== DESCRIPTION OF THE TASK ==
Rewrite the records with "smiling face" renamed to "grinning face" and everything else left as it is.

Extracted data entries
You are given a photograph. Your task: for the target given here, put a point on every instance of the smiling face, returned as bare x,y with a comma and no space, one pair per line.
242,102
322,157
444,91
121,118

== THE ANSWER ==
You are given a photograph. Your task: for the target given here, put a point on every instance of the grinning face, returned as bare x,y with a comma and no space, one pair per line.
242,102
322,157
444,91
121,118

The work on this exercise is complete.